• EXERCISE TASKS:
1. In the text on diagnosing EIN, when can diagnostic tissue be taken from patients who are on progestins?
2. Rewrite the paragraph beginning "It is extremely important to note" from the text on diagnosing EIN as a short bulleted list that keeps its main facts.
3. The paragraph beginning "EIN is diagnosed by" in the text on diagnosing EIN names what routine diagnosis uses and what is enough for it. List each of those things.

• SELECTED TEXT:
****************************************
EIN is diagnosed by a trained pathologist using routine (hematoxylin and eosin stained) sections prepared from a representative endometrial sample.  Although computerized morphometry has been a useful tool in identifying features characteristic of EIN, such equipment is not required for routine diagnosis.  Rather, pathologist interpretation of stated criteria at a standard microscope is adequate.  

It is extremely important to note that diagnostic accuracy may be severely compromised by exogenous progestin-containing hormonal therapies.  For this reason, primary diagnosis or followup surveillence of a suspected EIN lesion should be based whenever possible on a sample obtained while the patient is not on therapeutic hormones.  For those patients on progestins, diagnostic tissue can be obtained 2-4 weeks after stopping exogenous hormones, after completion of a withdrawal bleed.  

Table. I: EIN Diagnostic Criteria  In brief, all of the following criteria must be met for an EIN diagnosis. Cytologically demarcated localizing lesions subdiagnostic for EIN (too small or too loosely packed) have an undefined natural history.  These should be diagnosed descriptively with a recommendation for rebiopsy.
****************************************
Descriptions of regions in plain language
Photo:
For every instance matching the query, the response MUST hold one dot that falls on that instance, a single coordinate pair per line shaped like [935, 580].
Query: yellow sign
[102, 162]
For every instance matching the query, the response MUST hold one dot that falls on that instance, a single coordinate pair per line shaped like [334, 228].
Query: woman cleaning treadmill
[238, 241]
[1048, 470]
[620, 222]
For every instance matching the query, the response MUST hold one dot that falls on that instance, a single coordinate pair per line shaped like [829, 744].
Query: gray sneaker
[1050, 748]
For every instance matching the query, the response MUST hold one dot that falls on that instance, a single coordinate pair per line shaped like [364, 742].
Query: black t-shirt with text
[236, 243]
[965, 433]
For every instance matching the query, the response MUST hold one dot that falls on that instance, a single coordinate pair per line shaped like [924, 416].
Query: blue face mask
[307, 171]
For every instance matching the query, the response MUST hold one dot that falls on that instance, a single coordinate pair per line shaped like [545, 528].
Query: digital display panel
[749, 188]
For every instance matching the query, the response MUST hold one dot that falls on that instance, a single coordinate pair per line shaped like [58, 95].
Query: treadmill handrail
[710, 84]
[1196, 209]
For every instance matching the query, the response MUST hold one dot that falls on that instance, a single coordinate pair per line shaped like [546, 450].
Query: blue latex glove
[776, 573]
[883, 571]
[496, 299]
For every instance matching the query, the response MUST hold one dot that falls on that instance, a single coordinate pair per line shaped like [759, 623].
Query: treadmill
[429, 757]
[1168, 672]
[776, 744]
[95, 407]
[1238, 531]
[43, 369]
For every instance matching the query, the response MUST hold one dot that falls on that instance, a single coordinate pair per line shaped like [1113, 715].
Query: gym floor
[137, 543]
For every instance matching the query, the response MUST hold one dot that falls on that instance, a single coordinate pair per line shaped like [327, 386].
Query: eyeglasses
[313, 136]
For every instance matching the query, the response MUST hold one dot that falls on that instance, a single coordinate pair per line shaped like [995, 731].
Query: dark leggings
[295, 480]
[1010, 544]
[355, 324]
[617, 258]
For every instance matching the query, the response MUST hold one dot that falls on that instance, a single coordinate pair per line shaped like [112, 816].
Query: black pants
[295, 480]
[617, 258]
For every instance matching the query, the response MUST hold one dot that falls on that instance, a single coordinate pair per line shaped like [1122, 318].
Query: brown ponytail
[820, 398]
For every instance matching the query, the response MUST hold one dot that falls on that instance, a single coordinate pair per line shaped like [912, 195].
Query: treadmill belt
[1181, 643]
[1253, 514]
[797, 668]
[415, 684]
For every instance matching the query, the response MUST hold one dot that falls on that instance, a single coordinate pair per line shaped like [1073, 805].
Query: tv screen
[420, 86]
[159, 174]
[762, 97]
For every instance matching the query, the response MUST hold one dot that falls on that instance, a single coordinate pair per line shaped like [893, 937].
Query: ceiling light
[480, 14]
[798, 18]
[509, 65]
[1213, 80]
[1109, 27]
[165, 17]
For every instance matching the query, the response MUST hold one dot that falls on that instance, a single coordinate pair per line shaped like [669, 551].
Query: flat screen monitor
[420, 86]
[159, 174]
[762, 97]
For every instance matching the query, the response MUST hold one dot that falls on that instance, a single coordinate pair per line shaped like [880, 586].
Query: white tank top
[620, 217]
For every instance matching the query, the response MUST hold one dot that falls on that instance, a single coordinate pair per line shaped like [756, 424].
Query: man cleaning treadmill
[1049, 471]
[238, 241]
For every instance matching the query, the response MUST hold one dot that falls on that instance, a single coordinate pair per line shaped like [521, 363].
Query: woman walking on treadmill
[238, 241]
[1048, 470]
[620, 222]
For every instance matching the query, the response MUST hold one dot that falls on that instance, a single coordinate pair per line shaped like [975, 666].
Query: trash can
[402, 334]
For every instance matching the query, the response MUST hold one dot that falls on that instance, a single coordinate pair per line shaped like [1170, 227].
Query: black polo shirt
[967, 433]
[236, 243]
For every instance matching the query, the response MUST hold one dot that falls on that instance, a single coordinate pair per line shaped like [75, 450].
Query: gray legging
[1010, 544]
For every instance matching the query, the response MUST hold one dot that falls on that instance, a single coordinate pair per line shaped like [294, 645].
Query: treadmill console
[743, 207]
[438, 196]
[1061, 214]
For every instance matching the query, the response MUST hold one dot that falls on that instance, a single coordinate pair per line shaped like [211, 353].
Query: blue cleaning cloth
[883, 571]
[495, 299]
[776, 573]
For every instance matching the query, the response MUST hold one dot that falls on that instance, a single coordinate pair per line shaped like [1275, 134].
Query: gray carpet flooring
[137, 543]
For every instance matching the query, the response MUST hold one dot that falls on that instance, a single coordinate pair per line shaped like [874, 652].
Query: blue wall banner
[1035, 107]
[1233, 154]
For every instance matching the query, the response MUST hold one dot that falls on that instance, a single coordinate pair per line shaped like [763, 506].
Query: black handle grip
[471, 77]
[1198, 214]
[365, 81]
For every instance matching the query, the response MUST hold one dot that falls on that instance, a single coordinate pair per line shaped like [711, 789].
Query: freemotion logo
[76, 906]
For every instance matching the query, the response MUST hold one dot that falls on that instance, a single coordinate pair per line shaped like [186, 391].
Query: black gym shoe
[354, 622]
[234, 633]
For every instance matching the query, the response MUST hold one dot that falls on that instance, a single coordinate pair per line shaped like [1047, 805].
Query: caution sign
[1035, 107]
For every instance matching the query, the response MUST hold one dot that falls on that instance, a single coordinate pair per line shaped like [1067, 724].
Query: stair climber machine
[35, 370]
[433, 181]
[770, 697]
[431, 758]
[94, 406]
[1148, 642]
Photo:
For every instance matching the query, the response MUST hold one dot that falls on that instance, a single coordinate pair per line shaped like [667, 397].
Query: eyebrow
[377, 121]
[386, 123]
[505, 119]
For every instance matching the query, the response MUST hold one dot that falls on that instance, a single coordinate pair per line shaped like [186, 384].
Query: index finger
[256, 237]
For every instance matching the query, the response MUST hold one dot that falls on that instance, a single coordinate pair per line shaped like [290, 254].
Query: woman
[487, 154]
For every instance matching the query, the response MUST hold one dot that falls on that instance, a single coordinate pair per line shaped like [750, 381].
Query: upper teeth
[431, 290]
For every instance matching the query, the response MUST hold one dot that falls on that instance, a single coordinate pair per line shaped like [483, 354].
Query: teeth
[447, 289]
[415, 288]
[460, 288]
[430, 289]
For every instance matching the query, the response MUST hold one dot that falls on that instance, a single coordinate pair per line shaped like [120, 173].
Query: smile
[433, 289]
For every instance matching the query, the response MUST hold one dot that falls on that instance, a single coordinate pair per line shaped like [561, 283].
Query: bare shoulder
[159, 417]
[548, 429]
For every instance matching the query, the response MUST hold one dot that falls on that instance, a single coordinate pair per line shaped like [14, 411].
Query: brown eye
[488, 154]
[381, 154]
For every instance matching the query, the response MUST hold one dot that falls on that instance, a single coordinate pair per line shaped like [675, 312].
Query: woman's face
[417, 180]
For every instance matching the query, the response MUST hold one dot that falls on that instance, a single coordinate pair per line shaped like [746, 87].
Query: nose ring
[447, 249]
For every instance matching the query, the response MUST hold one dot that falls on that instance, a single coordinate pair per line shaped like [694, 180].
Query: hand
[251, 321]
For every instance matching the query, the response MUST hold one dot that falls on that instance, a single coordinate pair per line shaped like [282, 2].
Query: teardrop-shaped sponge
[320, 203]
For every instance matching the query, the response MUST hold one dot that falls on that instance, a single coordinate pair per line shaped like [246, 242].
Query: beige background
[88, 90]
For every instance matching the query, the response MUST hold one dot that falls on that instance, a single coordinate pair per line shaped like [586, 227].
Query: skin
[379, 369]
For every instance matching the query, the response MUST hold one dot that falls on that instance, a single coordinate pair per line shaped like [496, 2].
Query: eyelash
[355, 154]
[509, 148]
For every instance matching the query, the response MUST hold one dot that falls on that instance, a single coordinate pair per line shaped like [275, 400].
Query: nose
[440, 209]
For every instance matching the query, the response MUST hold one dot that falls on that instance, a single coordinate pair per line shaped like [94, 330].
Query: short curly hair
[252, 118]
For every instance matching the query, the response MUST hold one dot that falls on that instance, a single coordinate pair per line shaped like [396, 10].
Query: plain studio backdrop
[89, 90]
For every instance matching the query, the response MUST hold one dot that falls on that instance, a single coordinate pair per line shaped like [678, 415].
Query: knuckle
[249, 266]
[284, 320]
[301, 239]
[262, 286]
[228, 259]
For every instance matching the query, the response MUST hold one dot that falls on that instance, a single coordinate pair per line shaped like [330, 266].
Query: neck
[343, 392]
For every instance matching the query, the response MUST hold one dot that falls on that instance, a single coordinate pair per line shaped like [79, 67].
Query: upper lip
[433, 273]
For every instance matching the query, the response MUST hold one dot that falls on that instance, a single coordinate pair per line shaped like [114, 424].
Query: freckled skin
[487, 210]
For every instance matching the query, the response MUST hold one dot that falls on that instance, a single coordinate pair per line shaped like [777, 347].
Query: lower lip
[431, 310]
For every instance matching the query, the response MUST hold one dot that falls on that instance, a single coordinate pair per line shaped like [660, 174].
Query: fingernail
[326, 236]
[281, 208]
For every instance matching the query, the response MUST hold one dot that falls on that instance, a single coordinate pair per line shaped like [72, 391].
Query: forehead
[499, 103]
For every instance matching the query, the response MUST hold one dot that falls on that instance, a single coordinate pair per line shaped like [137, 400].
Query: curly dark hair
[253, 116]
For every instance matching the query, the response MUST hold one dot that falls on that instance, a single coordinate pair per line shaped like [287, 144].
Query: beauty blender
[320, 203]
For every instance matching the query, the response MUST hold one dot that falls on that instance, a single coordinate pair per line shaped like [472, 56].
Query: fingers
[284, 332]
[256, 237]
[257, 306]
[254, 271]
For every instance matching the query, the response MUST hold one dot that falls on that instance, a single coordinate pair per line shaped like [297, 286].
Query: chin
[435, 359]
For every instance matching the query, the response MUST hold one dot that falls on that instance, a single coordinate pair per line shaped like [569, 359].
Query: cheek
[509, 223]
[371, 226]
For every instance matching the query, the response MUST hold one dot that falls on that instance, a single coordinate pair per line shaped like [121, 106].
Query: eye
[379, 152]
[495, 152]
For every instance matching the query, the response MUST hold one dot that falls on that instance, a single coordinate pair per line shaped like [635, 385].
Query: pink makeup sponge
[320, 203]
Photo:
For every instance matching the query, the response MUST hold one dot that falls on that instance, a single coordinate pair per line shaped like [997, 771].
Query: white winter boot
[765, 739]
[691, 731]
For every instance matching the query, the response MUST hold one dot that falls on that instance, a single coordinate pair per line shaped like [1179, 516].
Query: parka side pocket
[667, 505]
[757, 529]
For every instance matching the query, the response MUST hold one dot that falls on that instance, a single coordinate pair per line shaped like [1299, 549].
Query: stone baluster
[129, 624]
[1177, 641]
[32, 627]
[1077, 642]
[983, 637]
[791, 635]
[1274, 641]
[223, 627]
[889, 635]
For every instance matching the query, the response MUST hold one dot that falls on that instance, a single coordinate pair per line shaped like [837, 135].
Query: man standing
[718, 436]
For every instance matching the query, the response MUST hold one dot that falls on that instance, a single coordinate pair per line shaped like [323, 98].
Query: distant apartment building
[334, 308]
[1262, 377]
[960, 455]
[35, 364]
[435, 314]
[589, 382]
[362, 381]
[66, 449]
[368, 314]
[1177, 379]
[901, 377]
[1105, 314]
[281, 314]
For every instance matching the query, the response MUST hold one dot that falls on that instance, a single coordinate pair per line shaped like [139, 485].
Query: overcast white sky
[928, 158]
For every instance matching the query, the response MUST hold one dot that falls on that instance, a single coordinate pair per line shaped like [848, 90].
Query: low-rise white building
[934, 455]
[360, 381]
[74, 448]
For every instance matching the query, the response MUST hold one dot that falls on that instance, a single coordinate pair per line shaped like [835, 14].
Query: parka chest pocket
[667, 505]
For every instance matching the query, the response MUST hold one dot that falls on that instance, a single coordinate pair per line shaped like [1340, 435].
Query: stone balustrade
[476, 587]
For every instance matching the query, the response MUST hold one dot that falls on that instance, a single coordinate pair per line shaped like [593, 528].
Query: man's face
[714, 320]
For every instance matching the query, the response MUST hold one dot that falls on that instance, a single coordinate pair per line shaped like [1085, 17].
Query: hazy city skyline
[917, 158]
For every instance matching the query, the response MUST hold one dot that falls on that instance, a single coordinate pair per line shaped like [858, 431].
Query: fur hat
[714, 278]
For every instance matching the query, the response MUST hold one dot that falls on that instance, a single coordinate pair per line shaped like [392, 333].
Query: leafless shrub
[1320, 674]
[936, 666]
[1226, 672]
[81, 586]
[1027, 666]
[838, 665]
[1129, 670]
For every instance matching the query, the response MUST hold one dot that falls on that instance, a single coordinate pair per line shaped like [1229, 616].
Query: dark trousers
****************************************
• SOLUTIONS TO THE EXERCISE:
1. It can be taken 2-4 weeks after they stop exogenous hormones, once a withdrawal bleed has finished.

2.
- Exogenous hormonal therapies that contain progestin can badly reduce diagnostic accuracy.
- When possible, base the first diagnosis or follow-up monitoring of a suspected EIN lesion on a sample taken while the patient is not on therapeutic hormones.
- For patients on progestins, take diagnostic tissue 2-4 weeks after they stop exogenous hormones, once a withdrawal bleed has finished.

3.
- A trained pathologist
- Routine sections stained with hematoxylin and eosin
- A representative endometrial sample
- The pathologist's interpretation of stated criteria
- A standard microscope